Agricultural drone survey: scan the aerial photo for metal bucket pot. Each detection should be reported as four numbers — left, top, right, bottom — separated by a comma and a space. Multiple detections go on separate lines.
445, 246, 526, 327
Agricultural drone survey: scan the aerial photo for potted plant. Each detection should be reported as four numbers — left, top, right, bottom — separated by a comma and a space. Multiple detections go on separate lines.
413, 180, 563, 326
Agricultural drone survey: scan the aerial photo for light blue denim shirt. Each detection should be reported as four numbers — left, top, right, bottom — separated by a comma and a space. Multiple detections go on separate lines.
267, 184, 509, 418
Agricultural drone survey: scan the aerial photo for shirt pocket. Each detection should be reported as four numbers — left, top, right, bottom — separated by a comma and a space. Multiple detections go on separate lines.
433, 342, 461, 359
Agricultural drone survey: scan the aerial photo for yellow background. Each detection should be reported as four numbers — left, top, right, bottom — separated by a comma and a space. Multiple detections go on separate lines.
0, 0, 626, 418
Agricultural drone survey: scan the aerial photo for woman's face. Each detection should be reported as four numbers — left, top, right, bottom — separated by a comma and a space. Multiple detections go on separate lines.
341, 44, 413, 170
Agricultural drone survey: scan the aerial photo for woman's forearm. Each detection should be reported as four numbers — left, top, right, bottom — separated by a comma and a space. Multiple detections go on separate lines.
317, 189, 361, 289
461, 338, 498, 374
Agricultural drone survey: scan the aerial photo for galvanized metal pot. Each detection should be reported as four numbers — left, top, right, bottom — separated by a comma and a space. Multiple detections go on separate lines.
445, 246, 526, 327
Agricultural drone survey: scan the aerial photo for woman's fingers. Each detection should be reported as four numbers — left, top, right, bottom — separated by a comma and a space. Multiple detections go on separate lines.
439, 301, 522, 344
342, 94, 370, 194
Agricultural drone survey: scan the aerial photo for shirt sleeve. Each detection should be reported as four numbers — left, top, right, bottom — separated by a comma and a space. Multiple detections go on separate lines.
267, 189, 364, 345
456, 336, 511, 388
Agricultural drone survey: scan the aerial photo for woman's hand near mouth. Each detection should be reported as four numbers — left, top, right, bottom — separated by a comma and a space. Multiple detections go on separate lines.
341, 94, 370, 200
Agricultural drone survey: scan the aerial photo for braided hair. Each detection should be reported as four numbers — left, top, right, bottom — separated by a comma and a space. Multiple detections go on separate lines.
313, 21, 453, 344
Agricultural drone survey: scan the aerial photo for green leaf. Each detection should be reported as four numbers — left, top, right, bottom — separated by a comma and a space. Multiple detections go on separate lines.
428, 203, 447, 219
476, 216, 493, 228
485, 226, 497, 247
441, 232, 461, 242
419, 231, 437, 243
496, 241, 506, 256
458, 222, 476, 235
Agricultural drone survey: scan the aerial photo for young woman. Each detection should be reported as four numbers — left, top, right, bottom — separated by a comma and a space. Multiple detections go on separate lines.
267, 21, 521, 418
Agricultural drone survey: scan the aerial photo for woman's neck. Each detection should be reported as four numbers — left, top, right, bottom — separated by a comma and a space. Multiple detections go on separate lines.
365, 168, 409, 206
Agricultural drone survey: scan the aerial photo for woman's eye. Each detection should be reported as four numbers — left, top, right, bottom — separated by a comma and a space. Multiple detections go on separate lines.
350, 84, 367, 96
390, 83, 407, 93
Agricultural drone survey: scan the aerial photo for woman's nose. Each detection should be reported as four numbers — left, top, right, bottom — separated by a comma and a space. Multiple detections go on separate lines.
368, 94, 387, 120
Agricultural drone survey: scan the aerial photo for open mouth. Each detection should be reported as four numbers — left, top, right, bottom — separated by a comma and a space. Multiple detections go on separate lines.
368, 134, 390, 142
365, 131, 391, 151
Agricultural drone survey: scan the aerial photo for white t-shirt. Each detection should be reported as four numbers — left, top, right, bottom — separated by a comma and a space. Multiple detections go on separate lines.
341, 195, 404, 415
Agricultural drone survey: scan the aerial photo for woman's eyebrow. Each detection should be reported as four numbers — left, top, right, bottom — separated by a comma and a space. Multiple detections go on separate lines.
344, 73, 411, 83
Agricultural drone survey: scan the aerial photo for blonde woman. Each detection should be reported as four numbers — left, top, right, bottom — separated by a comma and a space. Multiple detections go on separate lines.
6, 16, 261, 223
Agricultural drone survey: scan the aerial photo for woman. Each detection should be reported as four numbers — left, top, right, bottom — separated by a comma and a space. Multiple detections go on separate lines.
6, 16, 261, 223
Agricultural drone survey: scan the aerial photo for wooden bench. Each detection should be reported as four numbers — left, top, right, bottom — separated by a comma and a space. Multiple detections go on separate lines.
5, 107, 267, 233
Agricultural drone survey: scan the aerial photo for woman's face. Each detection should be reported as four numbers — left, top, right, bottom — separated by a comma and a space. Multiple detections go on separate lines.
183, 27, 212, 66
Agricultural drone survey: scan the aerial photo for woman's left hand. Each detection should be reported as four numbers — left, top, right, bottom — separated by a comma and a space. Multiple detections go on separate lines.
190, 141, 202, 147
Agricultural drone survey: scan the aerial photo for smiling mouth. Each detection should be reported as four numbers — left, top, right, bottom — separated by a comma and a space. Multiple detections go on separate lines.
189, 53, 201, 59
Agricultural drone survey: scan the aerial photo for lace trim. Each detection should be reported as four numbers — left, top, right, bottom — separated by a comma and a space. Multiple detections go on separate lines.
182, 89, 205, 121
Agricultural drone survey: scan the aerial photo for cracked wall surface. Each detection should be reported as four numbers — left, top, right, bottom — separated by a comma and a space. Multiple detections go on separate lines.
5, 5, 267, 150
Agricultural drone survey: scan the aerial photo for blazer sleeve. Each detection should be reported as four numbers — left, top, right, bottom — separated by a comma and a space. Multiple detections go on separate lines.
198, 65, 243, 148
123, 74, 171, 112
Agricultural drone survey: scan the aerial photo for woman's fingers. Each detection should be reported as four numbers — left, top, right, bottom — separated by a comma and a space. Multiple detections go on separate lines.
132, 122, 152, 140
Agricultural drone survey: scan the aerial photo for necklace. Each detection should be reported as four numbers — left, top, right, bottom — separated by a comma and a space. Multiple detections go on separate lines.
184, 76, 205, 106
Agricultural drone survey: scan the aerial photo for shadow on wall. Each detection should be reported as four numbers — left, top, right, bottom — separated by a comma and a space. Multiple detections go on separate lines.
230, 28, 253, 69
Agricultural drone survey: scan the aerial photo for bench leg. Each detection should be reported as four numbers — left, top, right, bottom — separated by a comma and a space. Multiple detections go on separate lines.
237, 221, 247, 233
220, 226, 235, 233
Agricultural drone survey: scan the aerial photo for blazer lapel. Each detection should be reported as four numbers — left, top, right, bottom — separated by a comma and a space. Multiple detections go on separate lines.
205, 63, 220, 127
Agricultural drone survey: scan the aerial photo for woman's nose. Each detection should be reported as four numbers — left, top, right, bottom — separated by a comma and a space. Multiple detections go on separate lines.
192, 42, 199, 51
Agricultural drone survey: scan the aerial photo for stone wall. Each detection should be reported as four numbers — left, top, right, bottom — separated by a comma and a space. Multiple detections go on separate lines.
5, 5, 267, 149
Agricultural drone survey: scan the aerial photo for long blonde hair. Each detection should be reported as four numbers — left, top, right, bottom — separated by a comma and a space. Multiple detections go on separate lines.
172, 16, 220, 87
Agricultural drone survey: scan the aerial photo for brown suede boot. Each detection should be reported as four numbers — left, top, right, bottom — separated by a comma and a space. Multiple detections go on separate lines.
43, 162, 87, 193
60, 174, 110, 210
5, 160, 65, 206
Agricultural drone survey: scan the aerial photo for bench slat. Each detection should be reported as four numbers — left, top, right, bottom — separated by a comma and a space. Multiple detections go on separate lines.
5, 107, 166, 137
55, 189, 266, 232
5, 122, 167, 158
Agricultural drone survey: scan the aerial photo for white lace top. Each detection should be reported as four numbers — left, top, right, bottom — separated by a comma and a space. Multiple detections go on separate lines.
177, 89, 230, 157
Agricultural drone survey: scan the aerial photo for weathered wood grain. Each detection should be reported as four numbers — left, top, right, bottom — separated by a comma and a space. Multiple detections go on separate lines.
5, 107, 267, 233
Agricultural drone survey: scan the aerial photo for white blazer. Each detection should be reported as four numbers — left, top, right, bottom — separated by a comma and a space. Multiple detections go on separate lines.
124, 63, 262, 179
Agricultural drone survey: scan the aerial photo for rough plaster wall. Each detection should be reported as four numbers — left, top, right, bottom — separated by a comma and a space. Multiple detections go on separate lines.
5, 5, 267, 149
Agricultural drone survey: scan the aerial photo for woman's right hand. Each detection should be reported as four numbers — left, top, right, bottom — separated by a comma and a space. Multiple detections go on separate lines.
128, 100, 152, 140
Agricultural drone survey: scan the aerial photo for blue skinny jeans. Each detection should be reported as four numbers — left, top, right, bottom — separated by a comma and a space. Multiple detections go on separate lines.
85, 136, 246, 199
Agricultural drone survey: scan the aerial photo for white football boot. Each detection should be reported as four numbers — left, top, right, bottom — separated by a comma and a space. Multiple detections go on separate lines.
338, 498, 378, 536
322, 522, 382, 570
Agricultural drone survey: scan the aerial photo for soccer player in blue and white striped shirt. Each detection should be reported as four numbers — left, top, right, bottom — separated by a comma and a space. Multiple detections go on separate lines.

========

### [Goal]
Return the line that contains "for woman's right" along with every line after it through the end of the entries, exactly, adding nothing.

### [Answer for this exercise]
Agricultural drone survey: scan the aerial photo for woman's right hand. Each detection should be reported as four numbers — left, top, right, bottom — separated by a comma and a space. Multiple detections go on separate lines.
128, 100, 152, 140
Agricultural drone survey: scan the aerial photo for blue skinny jeans. Each detection should be reported as four numbers — left, top, right, bottom — separated by a comma and a space. Multiple detections go on separate lines.
85, 136, 246, 199
Agricultural drone survey: scan the aerial photo for white football boot. Each detection should be reported as four numbers — left, top, right, bottom — separated by a comma and a space. Multiple detections go on separate lines.
338, 498, 378, 536
322, 522, 382, 570
Agricultural drone survey: scan the aerial photo for soccer player in blue and white striped shirt. Each detection should be reported as four numbers — left, top, right, bottom — separated by a comma and a space. Multiple detections go on separate lines.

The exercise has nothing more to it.